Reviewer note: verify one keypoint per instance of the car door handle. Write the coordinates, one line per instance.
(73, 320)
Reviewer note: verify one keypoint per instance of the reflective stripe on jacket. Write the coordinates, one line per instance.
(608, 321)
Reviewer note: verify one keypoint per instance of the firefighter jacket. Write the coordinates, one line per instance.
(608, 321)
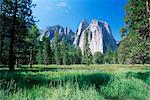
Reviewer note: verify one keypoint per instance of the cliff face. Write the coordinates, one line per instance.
(67, 33)
(99, 36)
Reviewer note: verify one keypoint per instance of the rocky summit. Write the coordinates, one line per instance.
(50, 31)
(100, 37)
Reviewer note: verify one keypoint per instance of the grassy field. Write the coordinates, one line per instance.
(76, 82)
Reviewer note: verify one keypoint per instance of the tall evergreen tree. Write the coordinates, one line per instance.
(19, 16)
(47, 52)
(136, 31)
(98, 58)
(39, 55)
(31, 40)
(57, 47)
(64, 52)
(87, 56)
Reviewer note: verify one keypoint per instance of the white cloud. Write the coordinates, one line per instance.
(61, 4)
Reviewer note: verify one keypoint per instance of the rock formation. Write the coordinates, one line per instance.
(99, 36)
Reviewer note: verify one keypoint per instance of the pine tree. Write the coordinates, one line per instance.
(115, 57)
(31, 40)
(39, 55)
(64, 52)
(87, 56)
(98, 58)
(19, 16)
(136, 31)
(57, 47)
(47, 52)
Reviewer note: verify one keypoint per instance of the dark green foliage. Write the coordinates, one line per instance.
(135, 45)
(39, 55)
(115, 57)
(57, 49)
(64, 51)
(87, 56)
(47, 52)
(16, 16)
(108, 58)
(98, 58)
(31, 40)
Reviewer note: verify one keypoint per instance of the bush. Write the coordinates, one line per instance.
(121, 88)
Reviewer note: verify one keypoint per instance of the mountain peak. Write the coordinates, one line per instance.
(99, 36)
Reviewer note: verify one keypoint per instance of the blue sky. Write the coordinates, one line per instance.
(70, 13)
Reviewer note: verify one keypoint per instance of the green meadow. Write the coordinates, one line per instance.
(76, 82)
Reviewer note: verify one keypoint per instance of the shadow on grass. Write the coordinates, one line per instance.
(144, 76)
(28, 80)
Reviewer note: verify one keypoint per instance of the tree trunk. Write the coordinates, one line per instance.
(148, 10)
(30, 58)
(0, 48)
(11, 47)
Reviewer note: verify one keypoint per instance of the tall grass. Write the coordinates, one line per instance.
(75, 85)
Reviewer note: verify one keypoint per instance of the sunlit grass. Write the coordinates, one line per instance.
(77, 82)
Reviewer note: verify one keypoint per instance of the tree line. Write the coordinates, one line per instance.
(135, 44)
(20, 43)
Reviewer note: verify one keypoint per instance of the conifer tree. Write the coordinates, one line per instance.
(57, 47)
(47, 52)
(87, 56)
(19, 16)
(31, 40)
(136, 31)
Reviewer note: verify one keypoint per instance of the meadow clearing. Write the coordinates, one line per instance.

== == ==

- The exercise -
Copy all of the data above verbatim, line by line, and leave the picture out.

- Completed task -
Reviewer note: verify one keypoint per instance of the car door handle. Write the coordinates, one line per instance.
(73, 320)
Reviewer note: verify one keypoint per instance of the reflective stripe on jacket. Write the coordinates, one line per instance.
(608, 321)
Reviewer note: verify one keypoint per instance of the firefighter jacket. Write the coordinates, one line per instance.
(608, 321)
Reviewer note: verify one keypoint per instance of the cliff face. Write the coordinates, one line per instance.
(67, 33)
(99, 36)
Reviewer note: verify one keypoint per instance of the rocky summit. Write the coordinates, one line per instance.
(50, 31)
(100, 37)
Reviewer note: verify one keypoint per instance of the grassy field. Write the coordinates, one line per instance.
(76, 82)
Reviewer note: verify one keypoint per instance of the tall evergreen tree. Write the coordinates, one line per instance.
(19, 16)
(47, 52)
(136, 31)
(98, 58)
(39, 55)
(31, 40)
(57, 47)
(64, 52)
(87, 56)
Reviewer note: verify one keypoint per instance of the white cloud. Write the coordinates, one line per instance.
(61, 4)
Reviewer note: verify one keypoint per instance of the rock formation. Write the coordinates, one line per instance.
(99, 36)
Reviewer note: verify one keypoint per instance of the pine tree. Write the coordinates, one line per instance.
(115, 57)
(31, 40)
(39, 55)
(64, 52)
(87, 56)
(98, 58)
(19, 16)
(136, 31)
(57, 47)
(47, 52)
Reviewer note: verify one keypoint per instance of the dark green foliage. Write the coordinates, one line per instance.
(135, 45)
(39, 55)
(115, 57)
(57, 49)
(64, 51)
(87, 56)
(47, 52)
(16, 16)
(108, 58)
(98, 58)
(31, 40)
Reviewer note: verify one keypoint per instance of the bush. Write the coordinates, one line per instance.
(121, 88)
Reviewer note: verify one keypoint per instance of the mountain peak. Write the coordinates, one line per instance.
(99, 36)
Reviewer note: verify one keypoint per instance of the blue sky. Write the coordinates, one line per instance.
(70, 13)
Reviewer note: verify one keypoint per instance of the green meadow. Write the coordinates, one line per instance.
(76, 82)
Reviewer note: verify one keypoint per instance of the shadow on grass. Write the coordinates, one line per instance.
(144, 76)
(28, 80)
Reviewer note: verify one keypoint per instance of the tree trunk. Write the coordinates, one line per instance.
(148, 10)
(30, 58)
(0, 48)
(11, 47)
Reviewer note: verify one keypoint per instance of the tall grass. Write the coordinates, one line per instance.
(75, 85)
Reviewer note: verify one keypoint per instance of the sunlit grass. Write the coordinates, one line per instance.
(77, 82)
Reviewer note: verify one keypoint per instance of the tree line. Write the coordinates, one line per instance.
(135, 44)
(20, 43)
Reviewer note: verify one keypoint per instance of the conifer tree. Write the coordinates, one line per instance.
(57, 47)
(47, 52)
(87, 56)
(19, 16)
(31, 40)
(136, 31)
Reviewer note: verify one keypoint per instance of the meadow clearing. Write the coordinates, one line per instance.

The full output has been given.